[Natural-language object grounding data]
+ + + +
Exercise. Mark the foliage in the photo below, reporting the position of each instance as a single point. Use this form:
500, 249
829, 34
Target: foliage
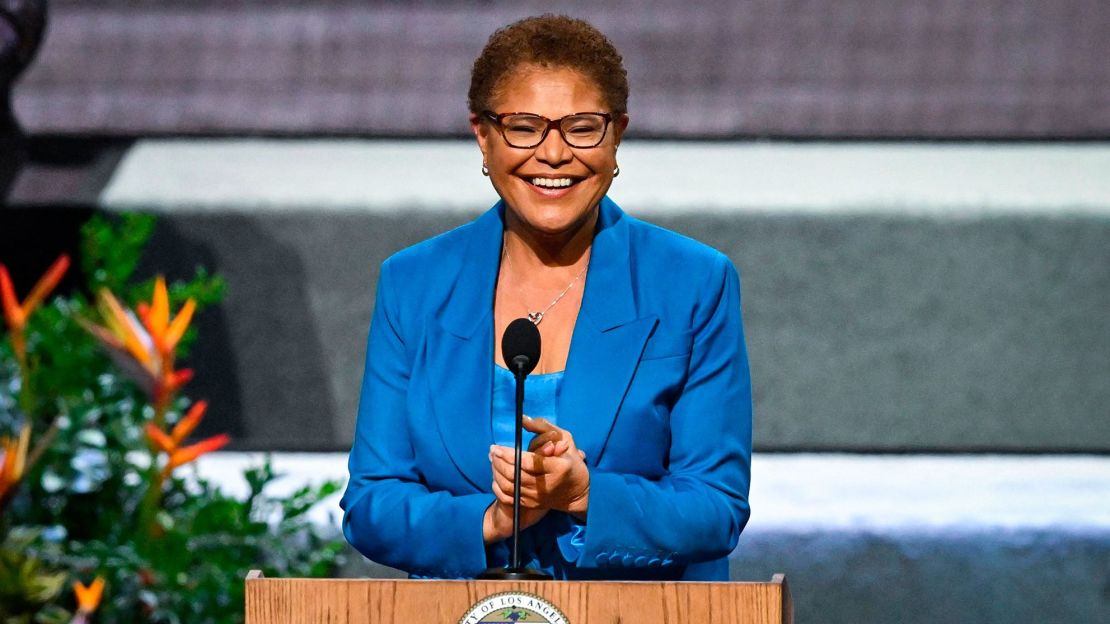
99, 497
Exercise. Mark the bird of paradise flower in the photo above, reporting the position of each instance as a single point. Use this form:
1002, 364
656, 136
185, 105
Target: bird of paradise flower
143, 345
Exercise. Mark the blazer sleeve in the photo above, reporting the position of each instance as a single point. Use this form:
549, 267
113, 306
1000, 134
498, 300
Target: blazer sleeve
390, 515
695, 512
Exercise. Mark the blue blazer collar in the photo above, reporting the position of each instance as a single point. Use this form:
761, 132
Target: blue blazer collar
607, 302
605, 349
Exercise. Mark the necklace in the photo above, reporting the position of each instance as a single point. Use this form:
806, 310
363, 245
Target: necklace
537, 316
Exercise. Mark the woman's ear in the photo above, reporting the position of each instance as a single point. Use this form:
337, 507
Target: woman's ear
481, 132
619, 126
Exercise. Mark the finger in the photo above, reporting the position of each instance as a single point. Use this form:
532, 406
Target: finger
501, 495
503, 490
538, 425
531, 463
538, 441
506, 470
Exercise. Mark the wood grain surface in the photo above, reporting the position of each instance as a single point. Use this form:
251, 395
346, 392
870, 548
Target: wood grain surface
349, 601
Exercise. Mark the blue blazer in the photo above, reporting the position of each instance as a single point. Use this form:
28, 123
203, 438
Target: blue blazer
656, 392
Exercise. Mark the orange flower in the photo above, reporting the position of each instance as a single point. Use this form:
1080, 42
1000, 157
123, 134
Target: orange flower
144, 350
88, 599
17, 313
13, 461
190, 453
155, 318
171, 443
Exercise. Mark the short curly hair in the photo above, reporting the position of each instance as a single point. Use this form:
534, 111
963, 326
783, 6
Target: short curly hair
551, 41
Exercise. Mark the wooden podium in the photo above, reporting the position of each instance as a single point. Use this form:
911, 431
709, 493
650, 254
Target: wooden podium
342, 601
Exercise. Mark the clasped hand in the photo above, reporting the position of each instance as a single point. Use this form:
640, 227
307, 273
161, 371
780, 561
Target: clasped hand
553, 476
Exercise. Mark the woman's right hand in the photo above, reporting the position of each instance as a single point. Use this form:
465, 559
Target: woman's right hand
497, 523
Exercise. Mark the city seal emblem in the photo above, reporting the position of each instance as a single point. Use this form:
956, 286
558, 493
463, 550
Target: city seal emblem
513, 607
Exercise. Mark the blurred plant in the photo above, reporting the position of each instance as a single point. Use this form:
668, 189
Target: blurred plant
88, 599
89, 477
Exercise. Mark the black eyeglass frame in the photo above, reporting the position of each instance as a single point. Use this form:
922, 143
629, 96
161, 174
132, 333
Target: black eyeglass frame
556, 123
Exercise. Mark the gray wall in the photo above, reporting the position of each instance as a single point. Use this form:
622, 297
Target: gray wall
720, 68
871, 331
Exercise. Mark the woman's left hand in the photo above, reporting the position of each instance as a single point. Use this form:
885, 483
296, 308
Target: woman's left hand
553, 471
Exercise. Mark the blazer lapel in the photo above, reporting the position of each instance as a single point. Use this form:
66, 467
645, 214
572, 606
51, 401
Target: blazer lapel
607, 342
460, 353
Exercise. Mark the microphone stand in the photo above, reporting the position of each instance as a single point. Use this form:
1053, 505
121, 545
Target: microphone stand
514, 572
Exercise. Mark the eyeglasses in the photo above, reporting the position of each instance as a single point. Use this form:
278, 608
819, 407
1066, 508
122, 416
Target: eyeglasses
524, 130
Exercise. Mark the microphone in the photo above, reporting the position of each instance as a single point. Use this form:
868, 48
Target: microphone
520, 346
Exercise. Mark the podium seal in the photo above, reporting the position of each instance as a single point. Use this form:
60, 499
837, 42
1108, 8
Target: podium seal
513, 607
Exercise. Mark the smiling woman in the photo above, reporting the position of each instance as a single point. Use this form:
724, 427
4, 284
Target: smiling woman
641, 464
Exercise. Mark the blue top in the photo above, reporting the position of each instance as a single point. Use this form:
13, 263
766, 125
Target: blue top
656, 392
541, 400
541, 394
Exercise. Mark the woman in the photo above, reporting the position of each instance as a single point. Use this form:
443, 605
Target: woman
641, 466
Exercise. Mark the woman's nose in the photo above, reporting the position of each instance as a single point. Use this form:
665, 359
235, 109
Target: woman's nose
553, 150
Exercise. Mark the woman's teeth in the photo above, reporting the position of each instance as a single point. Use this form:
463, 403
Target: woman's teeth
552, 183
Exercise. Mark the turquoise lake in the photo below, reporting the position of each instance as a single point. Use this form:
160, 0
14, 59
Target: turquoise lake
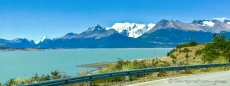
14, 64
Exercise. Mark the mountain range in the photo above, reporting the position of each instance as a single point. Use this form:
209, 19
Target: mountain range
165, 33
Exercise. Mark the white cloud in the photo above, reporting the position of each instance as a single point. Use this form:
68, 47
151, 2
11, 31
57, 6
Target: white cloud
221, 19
+ + + +
◆ **ABOUT THIS EXERCISE**:
Restate each entry word for word; pictures stay out of the copy.

◆ **EXPECTED OUTPUT**:
Exercise. Mark the foliage in the photo below, reporting the position of each instance as a single point. Use this form:
500, 249
829, 34
Target: foliage
99, 497
Exercise. Mark the bird of paradise flower in the photo above, reporting the position of each instance as a single point. Use this form:
1002, 364
656, 136
185, 105
Target: bird of paradise flower
143, 345
Exercise. Mark the blazer sleeve in the photo above, reporting the position of each instance as a single point. Use this form:
549, 267
113, 306
1000, 134
498, 300
Target: blazer sleeve
390, 515
695, 512
Exercise. Mark the blue blazer collar in the photo above, reporting the position of each instance as a single point. Use this form:
761, 132
Target: blue blazer collar
607, 302
605, 349
Exercise. Mark the necklace in the photo above, reporting the position of each instance as a single point. Use this form:
806, 310
363, 245
Target: necklace
537, 316
Exercise. Mark the woman's ear in the photo above, reporting the position of each instance as a single point. Use this form:
337, 507
Target: woman's ear
481, 132
619, 126
Exercise. Mark the finger in the photo above, reporting the position of each instance as a single point. Use this form:
532, 406
Target: finger
501, 495
503, 490
538, 425
531, 463
538, 441
506, 470
Exercise. Mark the wood grain surface in the photo above, reporting the position of each instance as a single point. Use this form:
251, 395
346, 392
870, 548
Target: wood grain surface
349, 601
Exercise. Mark the blue blazer in the photo above, reporting the position of each instance as a single point. Use this form:
28, 123
203, 438
Target: blue blazer
656, 392
Exercise. Mark the orange flower in the photo above, reporting the position of each instance as a single point. Use this form:
1080, 42
1000, 157
123, 134
Target: orange flower
144, 350
88, 599
17, 313
13, 461
190, 453
155, 318
171, 443
Exercise. Mark the short curly hair in the photo above, reporting the position of each instance as a single point. Use this form:
534, 111
963, 326
783, 6
Target: short curly hair
551, 41
Exercise. Mark the wooden podium in the photo above, reporting the position of each instance as a single point. Use this form:
911, 431
709, 493
650, 254
Target: wooden podium
342, 601
Exercise. Mark the clasped hand in the photo above, reporting the position of each instance as a single point. Use this form:
640, 227
307, 273
161, 371
780, 561
Target: clasped hand
553, 476
Exercise. Mark the woman's right hand in the photo above, reporting the position of each instance as a single point. Use this form:
465, 559
Target: woman's right hand
497, 523
Exercise. Mark the city seal emblem in the photo above, reporting the position of each instance as a single point. Use this form:
956, 286
558, 493
463, 550
Target: city seal emblem
513, 607
Exercise. Mark the blurred plant in the photo above, reporting the position of each instance as a single point. Use this form:
668, 189
Target: blurred plant
88, 599
89, 477
Exercise. Mark the black eyeglass frame in the photo above, reporting the position of each instance as a single point. Use this form:
922, 143
629, 96
161, 174
132, 333
Target: black eyeglass frame
556, 123
Exercise. Mark the gray wall in the photo above, reporting the position of each instance as a single point. Use this form:
622, 297
Target: gray wall
720, 68
871, 331
Exercise. Mark the woman's left hand in the photo above, reporting the position of each instance as a single point. Use this form:
885, 483
296, 308
Target: woman's left hand
553, 471
Exercise. Mark the blazer lapel in the photo above, reporting the position of each instance as a single point. Use this form:
66, 467
645, 214
572, 606
51, 401
Target: blazer lapel
607, 342
460, 353
Exercise. Mark the microphone stand in the photo above, reporting the position of each instance as a single point. Use this form:
1053, 505
121, 545
Target: microphone stand
514, 572
Exercise. Mark the eyeglasses in the photo above, reporting the position of each instance as a single point. Use this form:
278, 608
819, 407
1066, 508
122, 416
Target: eyeglasses
524, 130
Exercise. Mark the microphone in the photo above, reporting the position of each instance as a single point. Use this form:
868, 48
Target: microphone
520, 346
Exercise. Mark the podium seal in the photo above, reporting the position of each instance as a single point. Use this form:
60, 499
837, 42
1108, 8
Target: podium seal
513, 607
Exercise. Mark the smiling woman in the photo above, reporting the position of each instance as a single point. Use this form:
724, 427
4, 284
Target: smiling woman
641, 464
Exercise. Mark the blue top in the photo above, reporting the position of each instance as a single point. Use this form:
13, 263
766, 125
Target: blue top
656, 392
541, 400
541, 394
Exercise. Mark the woman in the photo above, reporting the position of each instance as a single point. Use this form:
443, 605
Target: woman
641, 466
Exercise. Mark the woman's nose in the photo above, reporting the position of each instance as a single point. Use this form:
665, 359
235, 109
Target: woman's nose
553, 150
Exercise. Mark the woman's teeth in the photo above, reporting the position of each instance as a single point. Use this form:
463, 403
Target: woman's teeth
552, 183
Exercise. Mark the turquoise lake in the photo below, reporting the position of each instance as a single point. Use this form:
160, 0
14, 59
Target: turquoise lake
14, 64
Exercise. Mark the mountain range in the photo above, reporting the position of each instance as a single point. Use this form:
209, 19
Target: mountain range
165, 33
Exercise. Mark the white cloud in the photo above, reporting the position of each instance as a single point. Use this form:
68, 47
151, 2
11, 31
57, 6
Target: white cloud
221, 19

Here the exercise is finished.